* _TASKS FOR THIS EXERCISE_
• a. Name every article that the listing places under "Articles Currently In Preparation/Under Review."
• b. Reproduce everything in the listing from "Pathological Kinship: Fraternal" down to "Society 25(1): 3-28.", leaving the wording unchanged.

[[ PASSAGE PROVIDED open ]]

Articles Currently In Preparation/Under Review



Bodies that Satisfy: Notes on a Category of Surgical Evaluation


Pathological Kinship: Fraternal Birth Order Effect and the Uterine Search for Transsexual Origins


Trans/plant: Histories and Futures of Sex Altering Organ Transplantation



Gender, Ethnicity, and Transgender Embodiment: Interrogating Classification in Facial Feminization Surgery 

2019. Body & Society 25(1): 3-28.


Facial feminization surgery (FFS) is a set of bone and soft tissue procedures intended to feminize the faces of transgender women. In the surgical evaluation, particular facial features are identified as “sex specific” and targeted for intervention as such. But those features do not exhibit “maleness” or “femaleness” alone; they are complexly entwined with morphologies of ethnic classification. Based on clinical observation, I show how the desired feminine ideal conflicted with facial characteristics identified as “ethnic.” In FFS practice, “masculinity” and “ethnicity” were entangled as the constitutive outsides by which desirable “femininity” was articulated. I argue that surgery that self-consciously enacts a patient’s move away from physiognomically identifiable ethnicity in order to achieve an ostensibly unmarked and neutral femininity becomes not only a process of feminizing the face but of whitening it, regardless of whether “white” features are the express desire of the patient or aim of the surgeon.

[[ PASSAGE PROVIDED closed ]]
[[ GIVEN ENTRIES open ]]

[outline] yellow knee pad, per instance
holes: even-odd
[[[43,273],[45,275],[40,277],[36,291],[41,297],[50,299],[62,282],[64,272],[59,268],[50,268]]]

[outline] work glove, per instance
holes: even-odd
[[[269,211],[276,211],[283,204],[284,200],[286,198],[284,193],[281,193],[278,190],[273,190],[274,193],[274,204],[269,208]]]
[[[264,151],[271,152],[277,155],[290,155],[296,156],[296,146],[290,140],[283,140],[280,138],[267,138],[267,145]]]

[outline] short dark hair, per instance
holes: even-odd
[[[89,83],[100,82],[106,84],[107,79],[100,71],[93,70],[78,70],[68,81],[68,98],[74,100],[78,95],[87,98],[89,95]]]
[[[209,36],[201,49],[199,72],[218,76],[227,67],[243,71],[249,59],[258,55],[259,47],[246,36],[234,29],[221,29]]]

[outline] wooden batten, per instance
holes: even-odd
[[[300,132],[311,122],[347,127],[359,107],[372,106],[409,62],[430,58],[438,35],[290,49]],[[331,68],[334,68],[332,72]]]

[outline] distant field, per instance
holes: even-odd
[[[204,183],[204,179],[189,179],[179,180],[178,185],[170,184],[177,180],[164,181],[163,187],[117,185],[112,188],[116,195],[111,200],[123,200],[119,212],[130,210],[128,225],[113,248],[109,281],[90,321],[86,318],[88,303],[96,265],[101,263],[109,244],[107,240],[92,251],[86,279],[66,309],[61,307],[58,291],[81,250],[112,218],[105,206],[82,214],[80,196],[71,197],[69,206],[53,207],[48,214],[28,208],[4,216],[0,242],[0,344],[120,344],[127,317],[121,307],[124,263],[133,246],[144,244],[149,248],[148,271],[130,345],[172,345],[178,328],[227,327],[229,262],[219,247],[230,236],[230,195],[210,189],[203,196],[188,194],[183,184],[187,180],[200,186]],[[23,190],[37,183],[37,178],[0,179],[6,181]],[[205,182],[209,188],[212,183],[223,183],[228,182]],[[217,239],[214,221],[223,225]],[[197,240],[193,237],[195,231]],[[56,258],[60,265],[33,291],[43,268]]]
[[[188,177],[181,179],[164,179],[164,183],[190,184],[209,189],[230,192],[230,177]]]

[[ GIVEN ENTRIES closed ]]

* _RESULTS IN ORDER_
• a.
Bodies that Satisfy: Notes on a Category of Surgical Evaluation
Pathological Kinship: Fraternal Birth Order Effect and the Uterine Search for Transsexual Origins
Trans/plant: Histories and Futures of Sex Altering Organ Transplantation

• b.
Pathological Kinship: Fraternal Birth Order Effect and the Uterine Search for Transsexual Origins


Trans/plant: Histories and Futures of Sex Altering Organ Transplantation



Gender, Ethnicity, and Transgender Embodiment: Interrogating Classification in Facial Feminization Surgery 

2019. Body & Society 25(1): 3-28.